ACTIVITY LIST:
a) Quote the stretch from "In defending embryonic" through "minimal moral fallout." in the blog post on the "nothing is lost" argument.
b) Write what comes next in the blog post on the "nothing is lost" argument, starting after its last sentence.

Sunday, November 7, 2004
"Nothing is Lost" -- Really?
In defending embryonic stem cell research, Professor Outka (see Michael's post) embraces the "nothing is lost" argument, under which the intentional killing of an innocent life is justified if the innocent will die in any case, and other innocent life will be saved. This defense encompasses not just research on embryos, of course, but also research on concentration camp inmates, death row prisoners, even terminally ill patients. Thankfully, Professor Outka resists the argument's full impact, applying it only to anencephalic infants and embryos. The key, for Outka's analysis, is the embryo's "perpetual potentiality." In light of this status, the "nothing is lost" argument can carry the day with minimal moral fallout.
I certainly prefer Outka's grudging and narrow concession on life's sanctity to the across-the-board utilitarian exuberance of folks like Peter Singer. But there is still a disturbing cost-benefit mindset that underlies his analysis, and I'm not sure he faces it in all its starkness.

MATERIAL SHOWN:

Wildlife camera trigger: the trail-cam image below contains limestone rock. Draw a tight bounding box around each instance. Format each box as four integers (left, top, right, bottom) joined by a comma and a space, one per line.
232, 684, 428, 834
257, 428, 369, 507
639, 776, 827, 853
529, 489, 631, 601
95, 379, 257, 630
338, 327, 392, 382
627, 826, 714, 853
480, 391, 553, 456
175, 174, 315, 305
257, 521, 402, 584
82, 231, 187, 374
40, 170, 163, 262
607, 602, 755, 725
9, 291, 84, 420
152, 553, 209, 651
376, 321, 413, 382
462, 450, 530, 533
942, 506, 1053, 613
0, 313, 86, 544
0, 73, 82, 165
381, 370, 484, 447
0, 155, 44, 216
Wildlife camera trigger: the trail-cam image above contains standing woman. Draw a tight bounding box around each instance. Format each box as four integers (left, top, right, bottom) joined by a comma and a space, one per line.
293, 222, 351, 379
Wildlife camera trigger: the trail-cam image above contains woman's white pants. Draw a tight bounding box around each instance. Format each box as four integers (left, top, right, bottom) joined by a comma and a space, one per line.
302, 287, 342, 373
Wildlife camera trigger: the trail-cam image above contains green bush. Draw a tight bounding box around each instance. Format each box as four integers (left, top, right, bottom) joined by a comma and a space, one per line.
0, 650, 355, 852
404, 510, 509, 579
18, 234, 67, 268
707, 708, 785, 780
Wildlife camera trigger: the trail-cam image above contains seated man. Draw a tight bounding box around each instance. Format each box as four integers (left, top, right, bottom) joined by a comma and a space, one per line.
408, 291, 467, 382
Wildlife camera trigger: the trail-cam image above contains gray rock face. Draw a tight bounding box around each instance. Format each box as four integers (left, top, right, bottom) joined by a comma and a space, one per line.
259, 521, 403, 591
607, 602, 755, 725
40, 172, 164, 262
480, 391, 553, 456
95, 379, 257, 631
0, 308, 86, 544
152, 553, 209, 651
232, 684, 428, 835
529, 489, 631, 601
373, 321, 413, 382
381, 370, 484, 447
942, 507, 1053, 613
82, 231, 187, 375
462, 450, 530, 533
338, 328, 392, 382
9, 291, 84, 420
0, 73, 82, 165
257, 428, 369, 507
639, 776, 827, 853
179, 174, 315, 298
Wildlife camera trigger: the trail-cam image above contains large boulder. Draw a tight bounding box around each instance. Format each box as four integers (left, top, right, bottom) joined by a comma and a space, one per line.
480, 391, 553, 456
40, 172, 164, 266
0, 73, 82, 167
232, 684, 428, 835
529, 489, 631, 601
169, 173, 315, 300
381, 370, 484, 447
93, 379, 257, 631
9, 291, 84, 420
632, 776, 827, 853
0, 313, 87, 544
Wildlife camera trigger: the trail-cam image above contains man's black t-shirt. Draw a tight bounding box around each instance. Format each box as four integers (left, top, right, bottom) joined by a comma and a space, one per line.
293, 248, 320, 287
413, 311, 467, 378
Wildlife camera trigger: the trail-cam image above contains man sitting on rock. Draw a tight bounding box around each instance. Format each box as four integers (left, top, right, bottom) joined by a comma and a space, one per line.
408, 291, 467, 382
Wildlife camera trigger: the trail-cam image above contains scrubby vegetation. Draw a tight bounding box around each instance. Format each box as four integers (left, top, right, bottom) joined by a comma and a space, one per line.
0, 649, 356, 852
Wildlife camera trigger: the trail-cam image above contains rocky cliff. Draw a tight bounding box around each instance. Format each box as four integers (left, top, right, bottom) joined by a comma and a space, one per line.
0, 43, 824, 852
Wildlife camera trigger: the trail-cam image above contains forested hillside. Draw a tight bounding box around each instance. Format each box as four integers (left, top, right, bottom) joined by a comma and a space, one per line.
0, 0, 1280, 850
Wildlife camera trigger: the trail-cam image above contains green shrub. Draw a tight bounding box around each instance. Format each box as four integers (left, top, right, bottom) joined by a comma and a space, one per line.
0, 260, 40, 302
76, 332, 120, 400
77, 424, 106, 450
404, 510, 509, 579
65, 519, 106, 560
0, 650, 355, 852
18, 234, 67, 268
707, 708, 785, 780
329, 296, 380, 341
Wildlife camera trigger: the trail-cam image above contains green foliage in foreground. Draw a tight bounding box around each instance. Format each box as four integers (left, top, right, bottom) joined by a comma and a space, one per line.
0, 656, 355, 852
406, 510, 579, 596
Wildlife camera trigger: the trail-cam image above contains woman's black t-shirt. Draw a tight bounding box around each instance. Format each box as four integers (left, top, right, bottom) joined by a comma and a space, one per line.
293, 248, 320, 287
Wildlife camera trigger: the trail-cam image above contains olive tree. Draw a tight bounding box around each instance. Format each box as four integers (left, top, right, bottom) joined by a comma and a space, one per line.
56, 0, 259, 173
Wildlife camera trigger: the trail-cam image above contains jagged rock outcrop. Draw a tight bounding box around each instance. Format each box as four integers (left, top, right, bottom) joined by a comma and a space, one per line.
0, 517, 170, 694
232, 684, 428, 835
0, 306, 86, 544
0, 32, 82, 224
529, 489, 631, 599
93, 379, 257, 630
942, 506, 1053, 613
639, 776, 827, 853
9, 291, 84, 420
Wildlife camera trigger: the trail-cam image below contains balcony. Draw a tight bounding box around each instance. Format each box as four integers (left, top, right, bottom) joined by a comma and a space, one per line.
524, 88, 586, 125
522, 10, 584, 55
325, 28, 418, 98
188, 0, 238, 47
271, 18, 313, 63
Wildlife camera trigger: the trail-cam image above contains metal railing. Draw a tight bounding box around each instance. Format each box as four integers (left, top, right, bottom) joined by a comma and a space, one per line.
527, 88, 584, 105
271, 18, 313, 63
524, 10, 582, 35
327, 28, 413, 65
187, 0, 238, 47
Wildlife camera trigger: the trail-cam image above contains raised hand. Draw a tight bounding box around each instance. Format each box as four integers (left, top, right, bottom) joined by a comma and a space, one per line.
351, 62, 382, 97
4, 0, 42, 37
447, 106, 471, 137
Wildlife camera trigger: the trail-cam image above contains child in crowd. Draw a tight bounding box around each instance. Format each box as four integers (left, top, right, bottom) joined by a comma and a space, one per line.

EXERCISE ANSWERS:
a)
In defending embryonic stem cell research, Professor Outka (see Michael's post) embraces the "nothing is lost" argument, under which the intentional killing of an innocent life is justified if the innocent will die in any case, and other innocent life will be saved. This defense encompasses not just research on embryos, of course, but also research on concentration camp inmates, death row prisoners, even terminally ill patients. Thankfully, Professor Outka resists the argument's full impact, applying it only to anencephalic infants and embryos. The key, for Outka's analysis, is the embryo's "perpetual potentiality." In light of this status, the "nothing is lost" argument can carry the day with minimal moral fallout.

b)
First, what precisely is the morally relevant object of the frozen embryo's potentiality? The embryo is not potential life -- it is life, albeit static and (relatively) simple. So what trait does the embryo lack that would make the difference for Outka? He mentions self-awareness a lot -- is self-awareness what makes life sacred? Why? Where is the line that lets us treat the frozen embryo as an instrument, rather than as an end in itself? (The "nothing is lost" principle can't circumvent this line of inquiry unless we're willing to defend experiments on death row inmates.) Outka tries to make us believe that we're not conceding much on the moral front under his approach, but it seems we're still blurring the fundamental boundary afforded by treating all human life as inherently (not instrumentally) valuable.
Second, Outka laments the state of affairs under which "excess embryos" are a given. But if he really believes that we, as a society, should do what we can to alleviate this problem, how can he propose that we harness our medical advancements to the continuation of the problem? If embryonic research is embraced by society as the path to ending much human suffering, the embryos churned out in reproductive therapy will no longer be viewed as "excess," but rather as a key pipeline of human progress.